-- Data records follows --

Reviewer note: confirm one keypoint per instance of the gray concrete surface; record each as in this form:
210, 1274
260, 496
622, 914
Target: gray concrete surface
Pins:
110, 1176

-- Data records concluded --

# What you are asked to do
Repeat all the entries word for word.

# Completed exercise
Reviewer note: confirm one keypoint per instance of the gray concrete surface; record each as in this form:
210, 1274
260, 496
622, 914
Target: gray concrete surface
Pins:
110, 1176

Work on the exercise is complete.